Sayfa alıntısı:
....

Oregon Sağlık ve Bilim Üniversitesi’nde yürütülen ve Nature Communications dergisinde yayımlanan yeni bir çalışmada, bilim insanları insan deri hücrelerinden fonksiyonel yumurta üretmeyi başardı. Deri hücresinden alınan çekirdeğin, donör yumurtaya aktarıldığı yöntemle 82 fonksiyonel oosit (olgunlaşmamış yumurta) elde edildi. Araştırma, kısırlık tedavisinde çığır açabilecek bir “kanıt niteliğinde” adım olarak görülüyor.

LABORATUVAR ORTAMINDA SPERM GELİŞTİRİLDİ
Araştırmacılar, deri hücresinin çekirdeğini (genetik bilginin büyük kısmını barındıran bölüm) çekirdeği çıkarılmış bir donör yumurtaya nakletti. Bu işlem sonunda, deri hücresini veren kişinin DNA’sını taşıyan ve başka bir kişinin spermiyle döllenebilen yumurtalar üretildi. Elde edilen yumurtalar laboratuvar ortamında döllenerek erken embriyo gelişimi gözlemlendi.
Araştırma ekibi, yumurtaların doğru sayıda kromozom taşımasını sağlamak için “mitomeiosis” adı verilen yeni bir teknik geliştirdi. Bu yöntem, doğal hücre bölünmesini taklit ederek fazla kromozomların atılmasını sağladı.

....

Kaynak veri:
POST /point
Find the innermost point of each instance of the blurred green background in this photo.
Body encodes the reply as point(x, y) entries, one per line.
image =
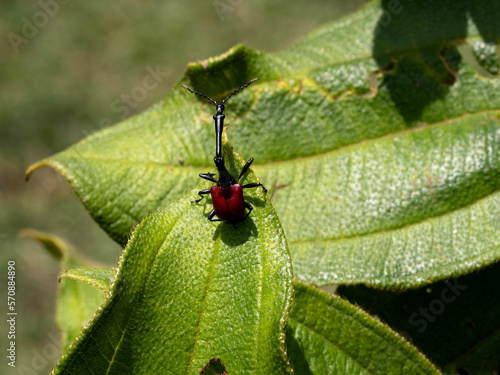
point(65, 80)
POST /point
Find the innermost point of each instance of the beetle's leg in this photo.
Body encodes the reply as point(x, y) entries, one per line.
point(209, 177)
point(254, 184)
point(250, 208)
point(206, 191)
point(211, 216)
point(245, 168)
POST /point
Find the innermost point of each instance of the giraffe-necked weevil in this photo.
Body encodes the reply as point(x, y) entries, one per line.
point(227, 195)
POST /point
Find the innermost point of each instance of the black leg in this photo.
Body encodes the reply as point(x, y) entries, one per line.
point(245, 168)
point(209, 177)
point(250, 208)
point(254, 184)
point(211, 216)
point(206, 191)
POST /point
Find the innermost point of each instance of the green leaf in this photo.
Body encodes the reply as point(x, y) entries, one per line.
point(454, 323)
point(378, 132)
point(328, 335)
point(77, 302)
point(99, 278)
point(189, 291)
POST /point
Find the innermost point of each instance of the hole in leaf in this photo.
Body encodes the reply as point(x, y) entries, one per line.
point(214, 367)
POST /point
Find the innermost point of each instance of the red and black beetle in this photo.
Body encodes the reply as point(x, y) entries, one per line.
point(227, 195)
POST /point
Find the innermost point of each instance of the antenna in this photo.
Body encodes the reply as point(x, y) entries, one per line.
point(200, 94)
point(213, 101)
point(219, 120)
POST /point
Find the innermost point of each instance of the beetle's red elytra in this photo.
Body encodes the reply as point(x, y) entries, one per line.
point(229, 203)
point(227, 195)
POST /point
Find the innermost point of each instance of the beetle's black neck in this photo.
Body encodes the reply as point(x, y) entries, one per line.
point(219, 126)
point(225, 178)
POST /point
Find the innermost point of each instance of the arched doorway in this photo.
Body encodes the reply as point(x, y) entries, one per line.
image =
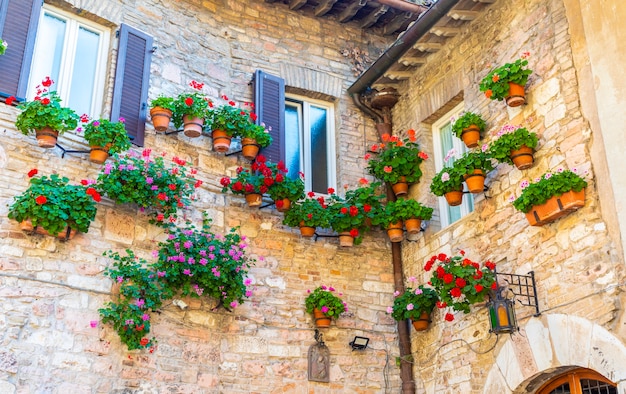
point(579, 381)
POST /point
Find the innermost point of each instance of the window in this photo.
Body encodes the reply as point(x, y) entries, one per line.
point(443, 142)
point(579, 381)
point(309, 142)
point(75, 50)
point(302, 130)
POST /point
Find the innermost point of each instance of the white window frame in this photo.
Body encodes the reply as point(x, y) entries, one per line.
point(303, 105)
point(63, 85)
point(459, 147)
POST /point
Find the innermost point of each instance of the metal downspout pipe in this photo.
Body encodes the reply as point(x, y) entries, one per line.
point(384, 124)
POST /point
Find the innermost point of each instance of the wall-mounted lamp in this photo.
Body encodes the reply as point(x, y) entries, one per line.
point(502, 309)
point(359, 343)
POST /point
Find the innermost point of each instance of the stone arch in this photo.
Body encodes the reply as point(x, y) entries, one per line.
point(550, 345)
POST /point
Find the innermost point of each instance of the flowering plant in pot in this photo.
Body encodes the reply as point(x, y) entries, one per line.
point(413, 302)
point(459, 281)
point(106, 136)
point(45, 111)
point(310, 212)
point(149, 181)
point(564, 185)
point(469, 126)
point(509, 144)
point(192, 262)
point(324, 300)
point(495, 84)
point(398, 160)
point(52, 203)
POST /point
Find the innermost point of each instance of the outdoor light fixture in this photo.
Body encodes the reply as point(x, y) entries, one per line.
point(359, 343)
point(502, 309)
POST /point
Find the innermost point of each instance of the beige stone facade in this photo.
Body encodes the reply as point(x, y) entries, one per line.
point(51, 290)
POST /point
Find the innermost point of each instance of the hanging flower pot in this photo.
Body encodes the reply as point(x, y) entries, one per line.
point(516, 96)
point(471, 136)
point(192, 126)
point(345, 239)
point(160, 118)
point(99, 154)
point(454, 198)
point(401, 187)
point(282, 205)
point(421, 324)
point(321, 320)
point(249, 148)
point(254, 199)
point(413, 226)
point(395, 231)
point(523, 157)
point(221, 141)
point(46, 137)
point(475, 181)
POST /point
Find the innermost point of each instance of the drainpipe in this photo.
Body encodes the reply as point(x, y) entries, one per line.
point(383, 125)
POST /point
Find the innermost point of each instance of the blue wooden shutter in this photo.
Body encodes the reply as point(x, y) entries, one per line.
point(269, 100)
point(18, 27)
point(132, 76)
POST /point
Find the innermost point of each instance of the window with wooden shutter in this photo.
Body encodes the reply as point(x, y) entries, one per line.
point(18, 27)
point(132, 76)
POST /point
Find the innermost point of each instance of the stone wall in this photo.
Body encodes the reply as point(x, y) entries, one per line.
point(578, 267)
point(51, 291)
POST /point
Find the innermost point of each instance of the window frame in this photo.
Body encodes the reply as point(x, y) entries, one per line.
point(73, 24)
point(304, 103)
point(467, 206)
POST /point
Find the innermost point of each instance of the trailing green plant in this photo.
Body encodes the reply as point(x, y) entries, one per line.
point(459, 281)
point(45, 111)
point(150, 182)
point(194, 105)
point(103, 132)
point(311, 211)
point(396, 158)
point(403, 209)
point(324, 299)
point(192, 262)
point(549, 185)
point(52, 203)
point(413, 302)
point(465, 120)
point(495, 85)
point(508, 139)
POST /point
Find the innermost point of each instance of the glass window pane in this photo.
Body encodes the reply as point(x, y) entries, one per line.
point(293, 126)
point(84, 73)
point(319, 149)
point(49, 49)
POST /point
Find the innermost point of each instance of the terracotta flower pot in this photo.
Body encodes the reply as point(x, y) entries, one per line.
point(46, 137)
point(523, 157)
point(516, 96)
point(192, 127)
point(321, 320)
point(422, 323)
point(99, 154)
point(221, 141)
point(249, 148)
point(556, 207)
point(413, 226)
point(160, 118)
point(475, 182)
point(454, 198)
point(345, 239)
point(401, 187)
point(254, 199)
point(395, 231)
point(470, 136)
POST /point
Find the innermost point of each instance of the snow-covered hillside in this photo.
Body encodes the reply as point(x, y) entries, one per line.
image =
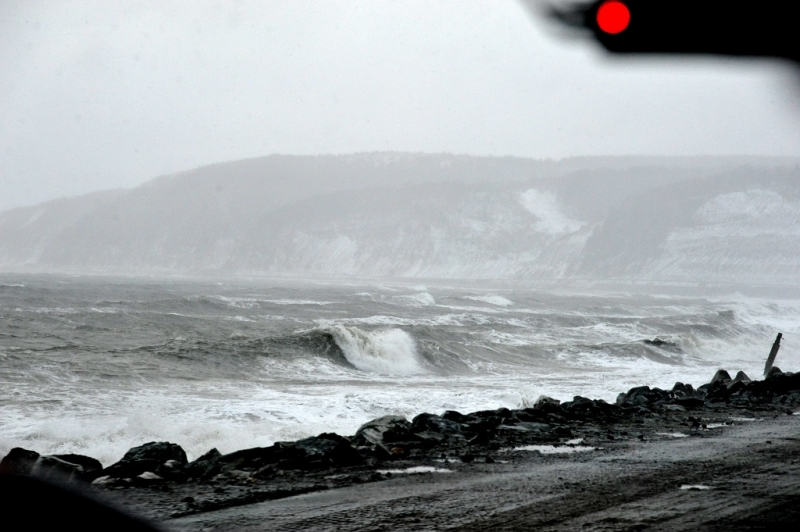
point(433, 216)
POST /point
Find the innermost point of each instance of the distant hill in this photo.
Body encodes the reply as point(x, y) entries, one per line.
point(661, 219)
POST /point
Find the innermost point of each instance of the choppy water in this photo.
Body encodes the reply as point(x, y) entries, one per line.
point(96, 366)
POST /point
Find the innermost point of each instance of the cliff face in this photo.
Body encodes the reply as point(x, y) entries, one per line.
point(442, 216)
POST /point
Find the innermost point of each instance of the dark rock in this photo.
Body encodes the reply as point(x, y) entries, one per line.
point(91, 466)
point(436, 424)
point(720, 376)
point(682, 390)
point(246, 459)
point(18, 461)
point(644, 396)
point(147, 478)
point(689, 403)
point(146, 457)
point(452, 415)
point(326, 450)
point(54, 468)
point(203, 466)
point(385, 434)
point(171, 470)
point(544, 403)
point(773, 372)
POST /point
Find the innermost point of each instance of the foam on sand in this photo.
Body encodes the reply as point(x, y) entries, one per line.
point(416, 470)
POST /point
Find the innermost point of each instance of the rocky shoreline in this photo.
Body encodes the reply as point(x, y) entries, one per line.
point(156, 481)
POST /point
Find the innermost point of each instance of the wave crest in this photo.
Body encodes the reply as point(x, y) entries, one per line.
point(391, 351)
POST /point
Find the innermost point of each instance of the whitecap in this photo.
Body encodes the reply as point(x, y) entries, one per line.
point(390, 351)
point(499, 301)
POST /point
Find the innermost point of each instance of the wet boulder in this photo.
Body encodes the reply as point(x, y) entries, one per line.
point(387, 437)
point(452, 415)
point(689, 403)
point(547, 404)
point(433, 423)
point(18, 461)
point(682, 390)
point(67, 468)
point(643, 396)
point(434, 430)
point(203, 466)
point(319, 452)
point(721, 376)
point(147, 457)
point(251, 459)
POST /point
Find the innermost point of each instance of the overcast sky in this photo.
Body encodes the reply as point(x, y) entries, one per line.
point(99, 94)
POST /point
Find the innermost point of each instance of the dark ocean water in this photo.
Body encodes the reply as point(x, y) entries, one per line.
point(97, 365)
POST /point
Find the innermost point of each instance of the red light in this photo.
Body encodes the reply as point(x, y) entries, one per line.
point(613, 17)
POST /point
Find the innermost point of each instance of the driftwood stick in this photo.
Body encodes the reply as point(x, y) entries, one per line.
point(773, 353)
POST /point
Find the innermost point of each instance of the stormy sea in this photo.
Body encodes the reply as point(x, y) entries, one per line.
point(96, 365)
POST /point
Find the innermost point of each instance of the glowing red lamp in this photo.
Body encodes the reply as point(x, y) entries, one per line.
point(613, 17)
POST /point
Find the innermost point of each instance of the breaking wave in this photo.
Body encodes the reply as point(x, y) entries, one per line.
point(499, 301)
point(390, 351)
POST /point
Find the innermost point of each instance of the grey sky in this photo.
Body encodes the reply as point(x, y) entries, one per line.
point(102, 94)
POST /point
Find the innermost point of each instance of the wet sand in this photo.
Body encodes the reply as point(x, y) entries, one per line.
point(751, 471)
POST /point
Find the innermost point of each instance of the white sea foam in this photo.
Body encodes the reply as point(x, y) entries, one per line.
point(416, 470)
point(385, 351)
point(554, 449)
point(421, 299)
point(499, 301)
point(296, 302)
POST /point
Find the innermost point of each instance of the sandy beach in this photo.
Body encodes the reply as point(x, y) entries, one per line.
point(742, 477)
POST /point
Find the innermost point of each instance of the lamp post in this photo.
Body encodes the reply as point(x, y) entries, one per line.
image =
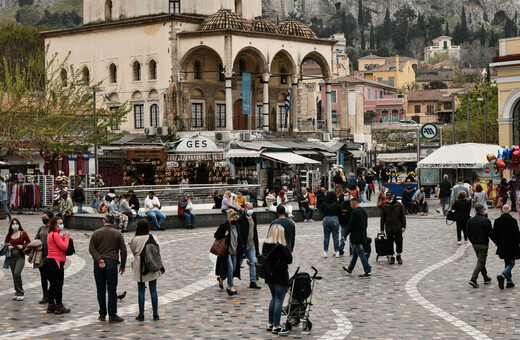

....

Görev A: Aşağıdaki ifadeler sayfa alıntısıyla uyuşuyor mu? Her birine evet ya da hayır deyin ve kararı belirleyen sözleri alıntıdan aynen aktarın. (i) Bu yöntemle 82 fonksiyonel oosit elde edildi. (ii) Çalışma Science dergisinde yayımlandı. (iii) Mitomeiosis tekniği fazla kromozomların atılmasını sağladı.
Görev B: Sayfa alıntısında adıyla anılan kurumu, dergiyi ve tekniği yazın.
Cevaplarınızı yalnızca sayfa alıntısındaki bilgilere dayandırın.

Cevap kutusu A:
(i) Evet: "82 fonksiyonel oosit (olgunlaşmamış yumurta) elde edildi"
(ii) Hayır: "Nature Communications dergisinde yayımlanan"
(iii) Evet: "fazla kromozomların atılmasını sağladı"

Cevap kutusu B:
- Oregon Sağlık ve Bilim Üniversitesi
- Nature Communications
- mitomeiosis